══ RECORDS SUPPLIED

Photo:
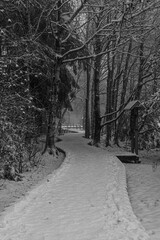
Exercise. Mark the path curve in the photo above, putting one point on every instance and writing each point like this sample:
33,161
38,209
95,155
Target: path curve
86,199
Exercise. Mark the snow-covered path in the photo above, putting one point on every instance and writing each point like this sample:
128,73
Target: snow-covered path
85,199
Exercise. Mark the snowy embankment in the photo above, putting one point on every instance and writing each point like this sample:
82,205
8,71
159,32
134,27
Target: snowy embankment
86,199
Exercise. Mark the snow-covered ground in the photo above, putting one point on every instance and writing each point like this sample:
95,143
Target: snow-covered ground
86,199
144,192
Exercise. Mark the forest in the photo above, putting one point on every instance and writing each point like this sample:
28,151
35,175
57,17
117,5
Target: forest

════

EXERCISE TASK:
Reproduce all of the material above, changing each "Target" to "Label" and leaving everything else as it is. Omit the pictures from your answer.

RESPONSE:
Photo:
Exercise. Mark the path curve in the photo above, putting one point on every instance and writing each point like this sample:
33,161
38,209
95,155
Label: path curve
86,199
Exercise. Mark the snow-covered path in the photo above, putting one point on every instance and writing each point like this sample:
128,73
Label: snow-covered path
85,199
Exercise. Mark the snowy embankment in the photo above, putting one point on every instance and writing each point like this sample:
82,205
8,71
159,32
134,27
Label: snowy embankment
86,199
Exercise. Mark the snow-covered ground in the photo above, putting one point on every instance and writing each point like this sample:
95,143
Label: snow-covered ground
86,199
144,192
Exercise. Mark the forest in the photo above, putting one point on every instance and writing each point like this sample:
28,151
35,175
57,17
117,5
Label: forest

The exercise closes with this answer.